- **Exercise prompt**: Return each line in the items below that contains the word "dining".

- **Material provided**:
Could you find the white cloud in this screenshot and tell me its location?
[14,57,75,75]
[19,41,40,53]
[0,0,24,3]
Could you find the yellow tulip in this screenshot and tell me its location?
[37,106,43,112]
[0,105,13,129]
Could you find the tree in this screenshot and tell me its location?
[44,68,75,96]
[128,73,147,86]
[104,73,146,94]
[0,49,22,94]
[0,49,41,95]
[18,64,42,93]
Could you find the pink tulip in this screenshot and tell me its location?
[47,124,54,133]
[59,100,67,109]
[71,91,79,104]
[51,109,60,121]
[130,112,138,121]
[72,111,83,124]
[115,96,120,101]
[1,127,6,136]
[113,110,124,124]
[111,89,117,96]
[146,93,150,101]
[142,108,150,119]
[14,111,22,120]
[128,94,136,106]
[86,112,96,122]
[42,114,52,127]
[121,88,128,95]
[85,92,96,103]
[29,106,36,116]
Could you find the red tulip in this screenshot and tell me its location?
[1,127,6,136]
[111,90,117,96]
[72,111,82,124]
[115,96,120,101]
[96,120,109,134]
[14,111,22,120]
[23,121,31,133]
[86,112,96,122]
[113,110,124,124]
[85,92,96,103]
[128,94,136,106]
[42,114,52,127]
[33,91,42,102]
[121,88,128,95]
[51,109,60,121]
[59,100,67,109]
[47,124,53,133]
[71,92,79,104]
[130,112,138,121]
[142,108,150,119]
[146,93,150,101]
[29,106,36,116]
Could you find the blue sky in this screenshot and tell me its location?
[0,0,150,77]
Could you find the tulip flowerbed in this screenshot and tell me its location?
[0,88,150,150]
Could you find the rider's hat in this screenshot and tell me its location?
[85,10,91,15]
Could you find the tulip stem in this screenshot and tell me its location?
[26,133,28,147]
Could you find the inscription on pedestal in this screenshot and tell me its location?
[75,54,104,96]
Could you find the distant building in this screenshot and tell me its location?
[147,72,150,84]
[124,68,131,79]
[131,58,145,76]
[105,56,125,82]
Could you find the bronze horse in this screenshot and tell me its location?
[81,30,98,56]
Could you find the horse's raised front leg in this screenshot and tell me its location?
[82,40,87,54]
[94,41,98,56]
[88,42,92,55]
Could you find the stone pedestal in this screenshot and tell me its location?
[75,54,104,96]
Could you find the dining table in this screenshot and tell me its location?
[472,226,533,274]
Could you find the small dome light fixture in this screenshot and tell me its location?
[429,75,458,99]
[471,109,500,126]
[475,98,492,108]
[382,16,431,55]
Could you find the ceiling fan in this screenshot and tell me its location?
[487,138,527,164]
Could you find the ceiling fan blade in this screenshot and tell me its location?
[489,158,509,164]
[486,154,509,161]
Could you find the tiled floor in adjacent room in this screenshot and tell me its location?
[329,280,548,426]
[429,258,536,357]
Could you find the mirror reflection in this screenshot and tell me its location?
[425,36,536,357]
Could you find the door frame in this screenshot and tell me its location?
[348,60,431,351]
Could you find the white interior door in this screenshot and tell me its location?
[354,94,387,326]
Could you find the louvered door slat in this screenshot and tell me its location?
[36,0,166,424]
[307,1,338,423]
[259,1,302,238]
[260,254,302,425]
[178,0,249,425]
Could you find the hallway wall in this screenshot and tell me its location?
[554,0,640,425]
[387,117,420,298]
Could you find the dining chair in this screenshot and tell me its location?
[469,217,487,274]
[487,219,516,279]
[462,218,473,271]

- **Response to this task**:
Could you find the dining table in this screenshot and tell me its location?
Could you find the dining chair in this screenshot and tell me its location?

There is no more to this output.